→ **Texte du document**
+++

Monsieur le Président, quelle belle façon de terminer notre passage à la Chambre durant la session parlementaire.
L'objectif du projet de loi est de créer le poste d'artiste visuel officiel du Parlement, chargé non seulement de concevoir des œuvres, mais aussi de promouvoir les arts au Canada par l'intermédiaire du Parlement, notamment en encourageant la population à mieux connaître les arts, à les apprécier, à y être sensible et en favorisant leur développement. C'est noble, mais c'est ambitieux pour une seule et même personne.
L'art visuel peut être universel, entre autres, et il ne se bute pas à la barrière de la langue. L'art visuel raconte, invente et projette, le réel comme l'abstrait. Selon le Regroupement des artistes en arts visuels du Québec, de par sa nature même, l'art est le reflet de l'expression humaine et est profondément lié à la société qui lui est contemporaine. Il est, de ce fait, un véhicule de diffusion et de dialogue exceptionnel, offrant au public des occasions d'échange, indispensables à l'évolution de la société. C'est une belle définition. Même si l'art est souvent considéré comme un miroir de la société, tout comme elle, il s'interprète en fonction du vécu et de l'histoire de la personne qui le regarde. Ce vécu, qui est le nôtre, enveloppe notre regard de ces teintes, de sorte que là où quelqu'un voit la mer, un autre peut voir le ciel; là où une personne comprend la solitude, une autre peut se sentir empreinte liberté; là où un humain voit le désir d'exister ou de se souvenir, un autre peut percevoir de la haine, et même du mépris.

+++

→ **Travail demandé**
Recopiez mot pour mot le passage du discours sur l'artiste visuel du Parlement qui va de « Monsieur le Président, quelle » à « et même personne. », ces mots compris.

+++

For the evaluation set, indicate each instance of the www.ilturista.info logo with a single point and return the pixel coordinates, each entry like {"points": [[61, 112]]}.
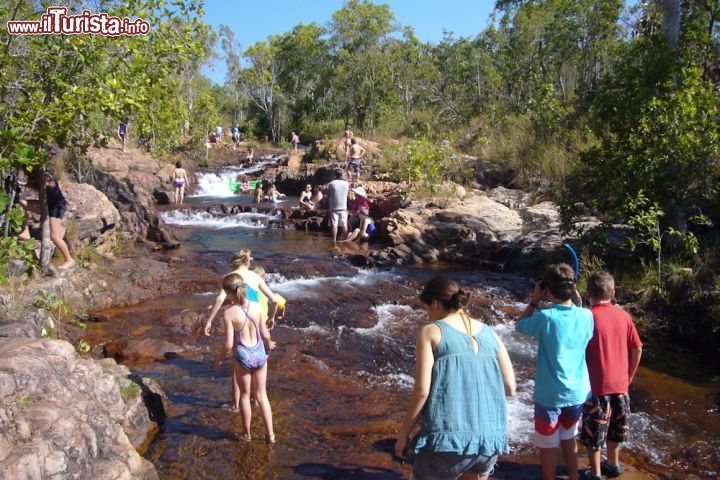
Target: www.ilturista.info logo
{"points": [[57, 21]]}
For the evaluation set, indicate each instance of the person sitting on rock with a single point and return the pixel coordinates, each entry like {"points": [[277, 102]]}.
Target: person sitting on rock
{"points": [[366, 230], [273, 196], [305, 199], [258, 193]]}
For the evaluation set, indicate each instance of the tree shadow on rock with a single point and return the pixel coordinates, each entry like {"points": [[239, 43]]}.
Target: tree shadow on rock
{"points": [[346, 472]]}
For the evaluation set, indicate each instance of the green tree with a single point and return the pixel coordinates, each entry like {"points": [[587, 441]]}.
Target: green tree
{"points": [[53, 88], [358, 33]]}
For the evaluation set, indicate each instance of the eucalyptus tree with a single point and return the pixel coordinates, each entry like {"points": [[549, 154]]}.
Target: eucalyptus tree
{"points": [[260, 81], [656, 116], [412, 72], [361, 80], [54, 88], [305, 74]]}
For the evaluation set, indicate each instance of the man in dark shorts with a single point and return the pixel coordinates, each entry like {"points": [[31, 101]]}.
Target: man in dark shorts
{"points": [[612, 358], [338, 191], [57, 206], [356, 154]]}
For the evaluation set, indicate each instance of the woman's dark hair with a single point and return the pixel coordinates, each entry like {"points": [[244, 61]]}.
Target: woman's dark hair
{"points": [[234, 286], [560, 280], [445, 291]]}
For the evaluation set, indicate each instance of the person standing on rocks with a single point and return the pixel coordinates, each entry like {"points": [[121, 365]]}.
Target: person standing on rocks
{"points": [[338, 192], [57, 206], [245, 330], [240, 263], [347, 141], [462, 376], [179, 181], [562, 384], [123, 131], [612, 356], [356, 155], [305, 199]]}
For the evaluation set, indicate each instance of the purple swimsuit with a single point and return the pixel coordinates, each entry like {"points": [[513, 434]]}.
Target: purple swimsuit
{"points": [[253, 357]]}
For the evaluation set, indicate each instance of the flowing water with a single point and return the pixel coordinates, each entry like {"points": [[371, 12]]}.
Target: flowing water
{"points": [[341, 375]]}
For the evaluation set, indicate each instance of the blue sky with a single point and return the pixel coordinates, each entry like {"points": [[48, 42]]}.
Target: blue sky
{"points": [[253, 21]]}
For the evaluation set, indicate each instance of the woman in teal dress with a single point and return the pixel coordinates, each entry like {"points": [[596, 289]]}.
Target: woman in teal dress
{"points": [[462, 377]]}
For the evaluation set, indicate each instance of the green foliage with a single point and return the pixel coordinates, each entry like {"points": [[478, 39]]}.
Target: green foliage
{"points": [[428, 162], [15, 297], [54, 304], [82, 346], [129, 390]]}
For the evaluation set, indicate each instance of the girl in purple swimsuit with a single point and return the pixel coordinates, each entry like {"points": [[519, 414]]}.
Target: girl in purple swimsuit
{"points": [[245, 330]]}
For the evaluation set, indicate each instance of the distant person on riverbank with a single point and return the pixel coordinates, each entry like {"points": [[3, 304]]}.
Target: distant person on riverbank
{"points": [[338, 191], [612, 356], [245, 330], [258, 193], [366, 229], [273, 196], [305, 199], [317, 197], [347, 141], [356, 155], [240, 263], [179, 181], [562, 384], [235, 132], [262, 300], [462, 376], [123, 132]]}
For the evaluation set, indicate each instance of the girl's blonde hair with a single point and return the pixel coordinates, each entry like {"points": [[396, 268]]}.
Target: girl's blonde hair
{"points": [[234, 286], [242, 257]]}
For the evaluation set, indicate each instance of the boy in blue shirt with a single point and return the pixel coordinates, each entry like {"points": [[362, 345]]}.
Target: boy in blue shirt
{"points": [[561, 380]]}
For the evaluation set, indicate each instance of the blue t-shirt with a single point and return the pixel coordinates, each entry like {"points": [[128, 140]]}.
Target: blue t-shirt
{"points": [[563, 332]]}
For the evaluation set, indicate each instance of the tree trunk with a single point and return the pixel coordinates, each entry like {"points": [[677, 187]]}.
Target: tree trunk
{"points": [[46, 246], [671, 22]]}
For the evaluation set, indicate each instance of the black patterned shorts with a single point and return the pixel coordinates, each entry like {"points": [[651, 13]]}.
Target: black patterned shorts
{"points": [[605, 417]]}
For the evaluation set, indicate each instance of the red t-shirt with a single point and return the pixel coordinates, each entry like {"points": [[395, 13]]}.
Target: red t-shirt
{"points": [[607, 354]]}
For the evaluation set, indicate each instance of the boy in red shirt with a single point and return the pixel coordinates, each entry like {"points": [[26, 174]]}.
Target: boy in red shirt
{"points": [[612, 358]]}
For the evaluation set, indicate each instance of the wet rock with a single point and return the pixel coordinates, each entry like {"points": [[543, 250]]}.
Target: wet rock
{"points": [[131, 182], [95, 218], [503, 228], [62, 415], [145, 349]]}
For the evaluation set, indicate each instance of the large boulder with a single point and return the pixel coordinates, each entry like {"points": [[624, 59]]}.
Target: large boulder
{"points": [[95, 219], [63, 416], [132, 181]]}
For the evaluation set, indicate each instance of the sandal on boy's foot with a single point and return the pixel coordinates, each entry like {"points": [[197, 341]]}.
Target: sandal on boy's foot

+++

→ **Réponse complète**
Monsieur le Président, quelle belle façon de terminer notre passage à la Chambre durant la session parlementaire.
L'objectif du projet de loi est de créer le poste d'artiste visuel officiel du Parlement, chargé non seulement de concevoir des œuvres, mais aussi de promouvoir les arts au Canada par l'intermédiaire du Parlement, notamment en encourageant la population à mieux connaître les arts, à les apprécier, à y être sensible et en favorisant leur développement. C'est noble, mais c'est ambitieux pour une seule et même personne.